__WORK INSTRUCTION__:
Could you filter the material and copy every line where the word "pole" occurs?

__RAW DATA__:
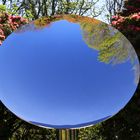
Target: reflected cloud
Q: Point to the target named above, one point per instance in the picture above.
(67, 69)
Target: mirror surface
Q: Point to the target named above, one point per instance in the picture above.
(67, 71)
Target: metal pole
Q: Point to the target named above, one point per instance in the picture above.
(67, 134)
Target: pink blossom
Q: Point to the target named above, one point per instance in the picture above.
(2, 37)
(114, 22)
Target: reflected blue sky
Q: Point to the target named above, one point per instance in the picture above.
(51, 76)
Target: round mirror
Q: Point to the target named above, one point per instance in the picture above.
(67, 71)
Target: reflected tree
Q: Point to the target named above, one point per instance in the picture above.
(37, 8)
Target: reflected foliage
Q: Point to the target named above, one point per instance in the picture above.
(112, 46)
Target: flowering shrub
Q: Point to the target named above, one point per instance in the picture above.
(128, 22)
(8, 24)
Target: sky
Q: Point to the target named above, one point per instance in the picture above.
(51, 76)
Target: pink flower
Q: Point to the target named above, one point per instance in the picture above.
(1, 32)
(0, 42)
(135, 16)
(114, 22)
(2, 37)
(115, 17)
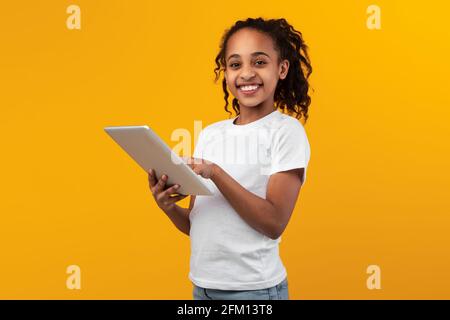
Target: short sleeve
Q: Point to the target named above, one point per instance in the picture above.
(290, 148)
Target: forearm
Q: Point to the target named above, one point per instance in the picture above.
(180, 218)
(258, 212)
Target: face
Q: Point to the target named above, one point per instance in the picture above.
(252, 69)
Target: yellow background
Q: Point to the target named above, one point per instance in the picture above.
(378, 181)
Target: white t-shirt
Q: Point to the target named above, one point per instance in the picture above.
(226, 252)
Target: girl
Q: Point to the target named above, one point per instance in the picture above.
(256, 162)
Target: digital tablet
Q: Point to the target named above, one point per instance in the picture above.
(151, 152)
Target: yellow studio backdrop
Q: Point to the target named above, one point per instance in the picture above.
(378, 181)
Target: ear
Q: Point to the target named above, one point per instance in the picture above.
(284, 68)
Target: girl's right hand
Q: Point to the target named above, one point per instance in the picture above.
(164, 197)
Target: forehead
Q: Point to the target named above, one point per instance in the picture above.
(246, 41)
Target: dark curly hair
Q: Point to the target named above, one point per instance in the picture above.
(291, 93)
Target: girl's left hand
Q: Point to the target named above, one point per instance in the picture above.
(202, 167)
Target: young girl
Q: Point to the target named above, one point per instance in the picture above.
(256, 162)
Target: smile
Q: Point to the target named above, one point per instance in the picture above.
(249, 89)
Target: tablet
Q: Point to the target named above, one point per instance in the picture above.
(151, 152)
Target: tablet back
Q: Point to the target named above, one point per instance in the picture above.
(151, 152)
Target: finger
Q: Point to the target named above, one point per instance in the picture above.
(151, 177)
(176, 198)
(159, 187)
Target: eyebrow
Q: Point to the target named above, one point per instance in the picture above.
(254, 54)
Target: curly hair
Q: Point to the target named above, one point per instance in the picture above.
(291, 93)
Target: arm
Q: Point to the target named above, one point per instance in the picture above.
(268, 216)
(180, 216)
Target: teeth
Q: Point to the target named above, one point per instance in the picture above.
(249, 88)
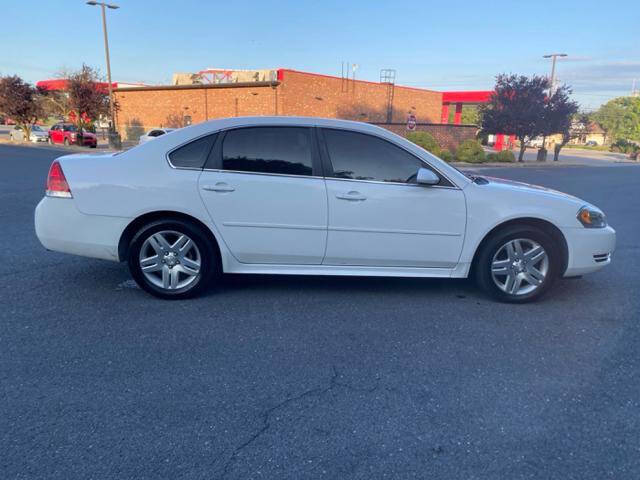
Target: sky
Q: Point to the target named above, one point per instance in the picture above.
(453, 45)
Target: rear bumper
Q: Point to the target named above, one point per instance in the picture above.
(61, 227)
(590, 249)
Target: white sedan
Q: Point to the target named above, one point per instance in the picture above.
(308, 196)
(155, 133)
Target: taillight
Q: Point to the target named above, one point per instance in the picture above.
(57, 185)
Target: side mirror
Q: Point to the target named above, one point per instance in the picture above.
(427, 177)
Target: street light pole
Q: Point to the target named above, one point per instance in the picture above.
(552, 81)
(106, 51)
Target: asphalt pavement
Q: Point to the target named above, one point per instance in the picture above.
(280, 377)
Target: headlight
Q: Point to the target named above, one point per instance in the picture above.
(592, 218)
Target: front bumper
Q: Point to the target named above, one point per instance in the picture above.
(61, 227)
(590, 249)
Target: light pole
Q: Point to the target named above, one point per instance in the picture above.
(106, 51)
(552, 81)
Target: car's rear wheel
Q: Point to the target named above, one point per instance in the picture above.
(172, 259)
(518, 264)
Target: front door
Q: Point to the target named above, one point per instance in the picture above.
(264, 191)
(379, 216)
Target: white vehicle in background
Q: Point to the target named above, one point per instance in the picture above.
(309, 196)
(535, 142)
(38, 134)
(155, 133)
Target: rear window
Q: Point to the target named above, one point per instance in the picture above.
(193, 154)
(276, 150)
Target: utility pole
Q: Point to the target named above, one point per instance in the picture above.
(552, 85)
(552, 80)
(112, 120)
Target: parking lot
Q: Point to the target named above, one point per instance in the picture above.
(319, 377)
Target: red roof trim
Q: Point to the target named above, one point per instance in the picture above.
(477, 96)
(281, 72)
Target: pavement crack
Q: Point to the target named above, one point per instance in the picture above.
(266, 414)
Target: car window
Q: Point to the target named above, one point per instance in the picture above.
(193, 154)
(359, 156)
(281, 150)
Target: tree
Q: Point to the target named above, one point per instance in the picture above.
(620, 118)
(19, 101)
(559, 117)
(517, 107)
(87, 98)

__PROBLEM SOLUTION__:
Target: metal pole
Target: street light pole
Target: light pole
Target: utility pole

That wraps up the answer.